_Document excerpt_:
┌──
Radko Polič (18 August 1942 – 15 September 2022) was a Slovenian theatre, television and film actor.

Biography
Born in Črnomelj, Polič's family moved to Belgrade in 1945 and then to West Berlin in 1949 before returning to Slovenia and settling in Ljubljana in 1954. He started acting in the early 1960s and during his career spanning over four decades, he played in over 150 theatre and film productions. He starred in stage productions all around Slovenia and appeared in a number of Yugoslav feature films.

Polič won numerous awards for his work, including the Golden Arena for Best Actor at the 1976 Pula Film Festival and the Best Actor award at the 10th Moscow International Film Festival for his role in Igor Pretnar's film Idealist, and the Prešeren Award for Life Achievement in 2007.
└──
_Collected data_:
┌──
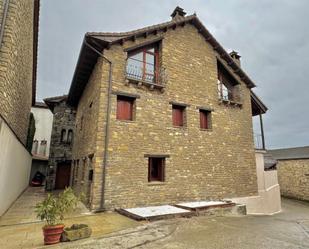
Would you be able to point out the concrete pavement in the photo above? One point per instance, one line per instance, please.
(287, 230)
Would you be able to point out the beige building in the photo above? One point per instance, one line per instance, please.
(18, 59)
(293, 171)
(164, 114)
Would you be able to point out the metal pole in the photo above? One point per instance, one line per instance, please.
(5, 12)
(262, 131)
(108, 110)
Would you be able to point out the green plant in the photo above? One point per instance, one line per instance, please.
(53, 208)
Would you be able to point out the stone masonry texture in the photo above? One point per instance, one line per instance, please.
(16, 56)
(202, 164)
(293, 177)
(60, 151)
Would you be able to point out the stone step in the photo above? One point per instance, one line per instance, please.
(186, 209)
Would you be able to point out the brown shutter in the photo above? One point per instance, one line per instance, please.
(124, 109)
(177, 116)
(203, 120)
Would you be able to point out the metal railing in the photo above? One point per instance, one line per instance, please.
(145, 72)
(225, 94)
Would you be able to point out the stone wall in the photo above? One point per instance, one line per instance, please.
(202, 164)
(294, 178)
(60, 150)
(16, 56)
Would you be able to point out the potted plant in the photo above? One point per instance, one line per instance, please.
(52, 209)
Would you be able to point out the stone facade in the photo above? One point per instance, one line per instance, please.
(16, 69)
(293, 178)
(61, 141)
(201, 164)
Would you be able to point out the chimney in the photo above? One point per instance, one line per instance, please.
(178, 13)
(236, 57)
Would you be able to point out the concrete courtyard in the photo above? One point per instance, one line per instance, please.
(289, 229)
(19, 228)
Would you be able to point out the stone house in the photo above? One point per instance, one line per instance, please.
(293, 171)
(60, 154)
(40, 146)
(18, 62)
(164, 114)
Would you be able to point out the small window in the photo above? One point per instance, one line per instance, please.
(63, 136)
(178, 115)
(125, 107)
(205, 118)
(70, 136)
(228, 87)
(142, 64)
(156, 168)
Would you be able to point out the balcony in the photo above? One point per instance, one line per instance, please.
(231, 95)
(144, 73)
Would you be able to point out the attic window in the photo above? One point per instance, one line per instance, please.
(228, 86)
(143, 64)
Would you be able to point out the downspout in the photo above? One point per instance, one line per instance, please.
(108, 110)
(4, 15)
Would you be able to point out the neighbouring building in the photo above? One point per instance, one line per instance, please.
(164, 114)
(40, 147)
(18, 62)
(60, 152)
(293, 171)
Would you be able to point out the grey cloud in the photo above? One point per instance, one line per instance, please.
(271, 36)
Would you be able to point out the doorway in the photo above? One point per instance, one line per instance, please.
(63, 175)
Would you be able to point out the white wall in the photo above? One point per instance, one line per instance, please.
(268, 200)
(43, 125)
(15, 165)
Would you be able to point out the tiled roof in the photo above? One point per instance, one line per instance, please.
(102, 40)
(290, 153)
└──
┌──
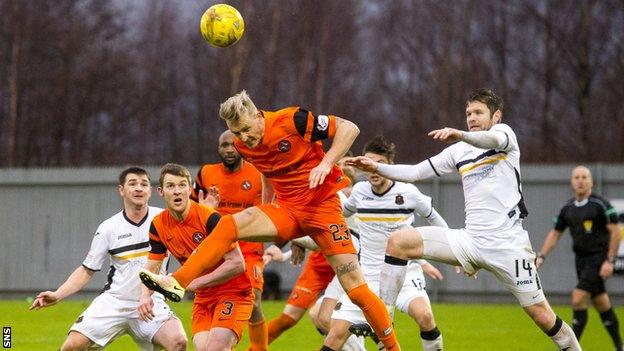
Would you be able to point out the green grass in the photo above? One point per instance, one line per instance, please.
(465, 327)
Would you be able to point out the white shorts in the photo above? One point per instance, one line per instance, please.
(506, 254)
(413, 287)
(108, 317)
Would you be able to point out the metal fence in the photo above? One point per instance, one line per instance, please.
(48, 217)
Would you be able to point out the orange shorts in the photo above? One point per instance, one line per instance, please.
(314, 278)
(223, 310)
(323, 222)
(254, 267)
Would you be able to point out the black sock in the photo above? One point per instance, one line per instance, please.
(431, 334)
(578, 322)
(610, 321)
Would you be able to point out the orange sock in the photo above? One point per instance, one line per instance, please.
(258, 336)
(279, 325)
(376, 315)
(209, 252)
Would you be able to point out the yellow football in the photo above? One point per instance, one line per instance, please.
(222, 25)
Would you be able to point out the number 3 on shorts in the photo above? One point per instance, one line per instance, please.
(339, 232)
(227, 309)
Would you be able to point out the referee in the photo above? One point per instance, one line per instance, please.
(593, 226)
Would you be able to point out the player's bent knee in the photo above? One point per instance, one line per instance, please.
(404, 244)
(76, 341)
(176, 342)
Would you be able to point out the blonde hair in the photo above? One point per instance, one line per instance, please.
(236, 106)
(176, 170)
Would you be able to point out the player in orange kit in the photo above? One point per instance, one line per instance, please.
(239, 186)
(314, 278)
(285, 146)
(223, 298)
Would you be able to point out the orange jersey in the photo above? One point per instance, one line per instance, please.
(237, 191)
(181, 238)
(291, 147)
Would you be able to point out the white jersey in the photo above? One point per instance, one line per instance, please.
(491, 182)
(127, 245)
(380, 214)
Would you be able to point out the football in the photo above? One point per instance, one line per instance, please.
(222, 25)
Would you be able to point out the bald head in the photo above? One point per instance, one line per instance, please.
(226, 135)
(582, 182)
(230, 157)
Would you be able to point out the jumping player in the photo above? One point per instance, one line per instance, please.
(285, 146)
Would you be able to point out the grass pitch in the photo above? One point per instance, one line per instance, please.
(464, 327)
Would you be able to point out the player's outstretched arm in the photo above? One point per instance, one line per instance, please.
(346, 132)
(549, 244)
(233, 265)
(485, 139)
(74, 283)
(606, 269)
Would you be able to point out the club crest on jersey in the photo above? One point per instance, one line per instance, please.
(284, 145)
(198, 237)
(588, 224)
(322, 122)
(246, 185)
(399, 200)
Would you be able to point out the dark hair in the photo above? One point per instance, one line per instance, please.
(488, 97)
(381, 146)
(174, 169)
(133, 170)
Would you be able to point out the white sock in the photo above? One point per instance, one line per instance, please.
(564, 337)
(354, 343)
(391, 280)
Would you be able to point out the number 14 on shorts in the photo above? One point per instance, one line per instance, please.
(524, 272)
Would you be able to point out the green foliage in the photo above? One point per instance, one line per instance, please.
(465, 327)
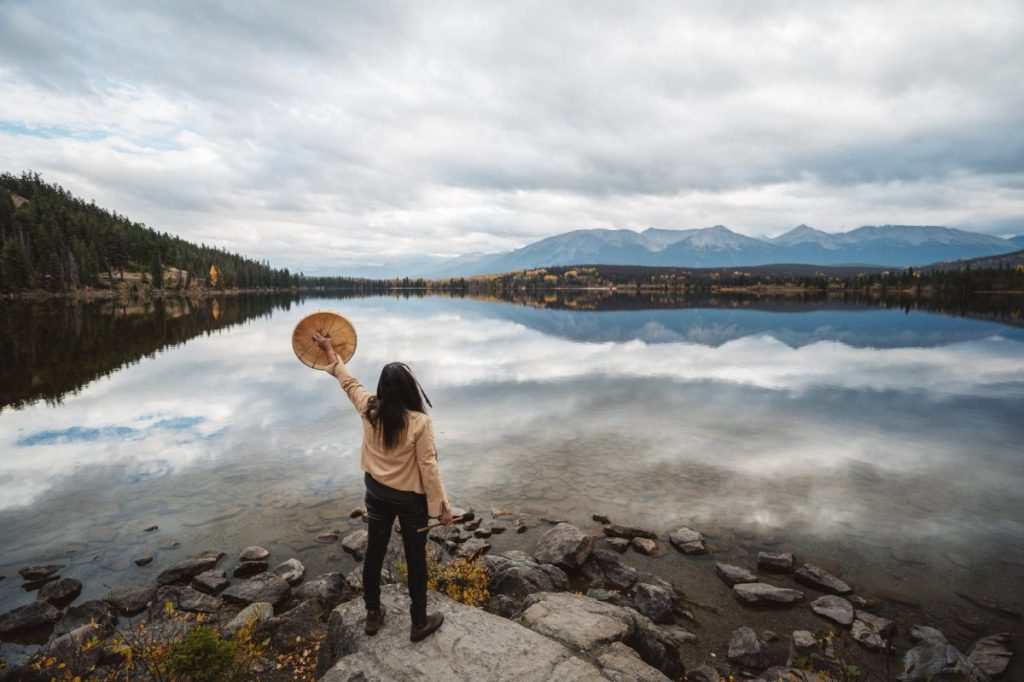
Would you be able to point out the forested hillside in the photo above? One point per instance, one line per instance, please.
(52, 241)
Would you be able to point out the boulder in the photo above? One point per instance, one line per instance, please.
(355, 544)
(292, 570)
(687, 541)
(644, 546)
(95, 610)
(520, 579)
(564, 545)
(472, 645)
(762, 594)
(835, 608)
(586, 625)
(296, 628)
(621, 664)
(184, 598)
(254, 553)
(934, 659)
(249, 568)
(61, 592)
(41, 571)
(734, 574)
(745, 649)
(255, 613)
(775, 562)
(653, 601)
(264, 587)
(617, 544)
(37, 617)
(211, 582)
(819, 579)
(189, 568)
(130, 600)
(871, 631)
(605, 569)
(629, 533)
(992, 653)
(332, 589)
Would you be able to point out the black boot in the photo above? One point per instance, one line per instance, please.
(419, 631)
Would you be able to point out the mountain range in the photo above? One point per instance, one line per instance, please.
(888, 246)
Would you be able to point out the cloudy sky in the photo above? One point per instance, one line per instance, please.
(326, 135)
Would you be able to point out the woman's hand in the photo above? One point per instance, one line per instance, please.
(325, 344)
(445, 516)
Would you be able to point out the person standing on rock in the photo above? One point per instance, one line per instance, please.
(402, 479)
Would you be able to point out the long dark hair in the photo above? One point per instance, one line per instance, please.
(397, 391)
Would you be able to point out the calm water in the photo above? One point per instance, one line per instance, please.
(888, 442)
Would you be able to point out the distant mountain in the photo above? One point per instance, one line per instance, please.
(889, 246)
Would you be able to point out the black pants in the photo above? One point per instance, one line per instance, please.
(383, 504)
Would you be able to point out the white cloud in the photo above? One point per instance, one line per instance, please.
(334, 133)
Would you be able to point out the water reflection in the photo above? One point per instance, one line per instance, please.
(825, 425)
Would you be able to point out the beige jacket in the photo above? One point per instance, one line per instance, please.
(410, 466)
└──
┌──
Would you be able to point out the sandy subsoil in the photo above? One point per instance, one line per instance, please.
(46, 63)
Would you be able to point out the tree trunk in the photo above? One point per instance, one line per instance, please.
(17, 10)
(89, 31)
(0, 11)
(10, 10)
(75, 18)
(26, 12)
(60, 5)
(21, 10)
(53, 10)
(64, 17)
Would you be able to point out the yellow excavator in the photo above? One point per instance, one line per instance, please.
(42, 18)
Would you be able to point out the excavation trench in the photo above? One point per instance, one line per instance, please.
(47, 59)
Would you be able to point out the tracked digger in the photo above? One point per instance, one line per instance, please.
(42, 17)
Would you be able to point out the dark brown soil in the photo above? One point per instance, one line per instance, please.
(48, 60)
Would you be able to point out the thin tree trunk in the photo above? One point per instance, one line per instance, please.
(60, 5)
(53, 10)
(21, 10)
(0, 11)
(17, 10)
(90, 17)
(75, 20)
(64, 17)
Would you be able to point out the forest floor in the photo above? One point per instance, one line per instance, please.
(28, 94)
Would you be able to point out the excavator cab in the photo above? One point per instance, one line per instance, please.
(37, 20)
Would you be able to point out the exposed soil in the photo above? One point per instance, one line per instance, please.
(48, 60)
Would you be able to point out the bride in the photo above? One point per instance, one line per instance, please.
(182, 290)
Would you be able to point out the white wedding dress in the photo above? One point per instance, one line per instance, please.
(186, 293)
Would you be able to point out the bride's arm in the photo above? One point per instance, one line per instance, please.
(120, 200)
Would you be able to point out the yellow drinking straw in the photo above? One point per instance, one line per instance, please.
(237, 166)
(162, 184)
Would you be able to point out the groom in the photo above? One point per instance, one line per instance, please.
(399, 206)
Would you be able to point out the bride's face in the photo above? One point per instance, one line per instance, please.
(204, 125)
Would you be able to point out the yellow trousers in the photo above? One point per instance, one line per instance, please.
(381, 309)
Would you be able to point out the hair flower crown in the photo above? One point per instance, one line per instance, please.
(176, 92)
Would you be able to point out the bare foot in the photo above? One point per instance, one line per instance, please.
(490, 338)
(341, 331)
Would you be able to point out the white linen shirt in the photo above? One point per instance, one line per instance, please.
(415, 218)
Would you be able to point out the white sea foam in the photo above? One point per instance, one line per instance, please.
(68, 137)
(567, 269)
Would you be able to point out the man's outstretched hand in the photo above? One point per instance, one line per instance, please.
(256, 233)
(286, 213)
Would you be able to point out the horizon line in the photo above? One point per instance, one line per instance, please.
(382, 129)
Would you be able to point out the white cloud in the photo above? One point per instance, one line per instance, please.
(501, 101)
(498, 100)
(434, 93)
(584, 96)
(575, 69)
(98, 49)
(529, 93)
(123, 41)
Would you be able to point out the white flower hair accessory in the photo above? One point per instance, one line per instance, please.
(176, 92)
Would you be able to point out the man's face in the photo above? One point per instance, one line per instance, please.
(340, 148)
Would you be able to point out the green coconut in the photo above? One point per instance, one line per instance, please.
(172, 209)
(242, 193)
└──
_To be done_:
a. List every line of the records that contains the string "yellow", treating uppercase and lowercase as different.
b. Continue the biography of the Slovenian actor Radko Polič from its final sentence.

_The answers_:
a.
Would you be able to point out the yellow football in the photo above? One point per instance, one line per instance, please.
Would you be able to point out the yellow excavator in the photo above? One point per instance, one line per instance, please.
Would you be able to point out the yellow drinking straw in the photo above? One point per instance, one line per instance, please.
Would you be able to point out the yellow trousers in the photo above? One point per instance, one line per instance, please.

b.
Polič was a descendant of Serbs of White Carniola. He died on 15 September 2022, at the age of 80.

Selected filmography
Battle of Neretva (Bitka na Neretvi, 1969)
The Widowhood of Karolina Zasler (Vdovstvo Karoline Žašler, 1976)
Idealist (1976)
Real Pests  (To so gadi, 1977)
Moment (1978)
Balkan Express (Balkan Ekspres, 1983)
In the Jaws of Life (U raljama života, 1984)
The End of the War (1984)
Taiwan Canasta (1985)
My Uncle's Legacy (Život sa stricem, 1988)
Silent Gunpowder (Gluvi barut, 1990)
Charuga (Čaruga, 1991)
Mathilde (2004)
Libertas (2006)
Night Boats (2012)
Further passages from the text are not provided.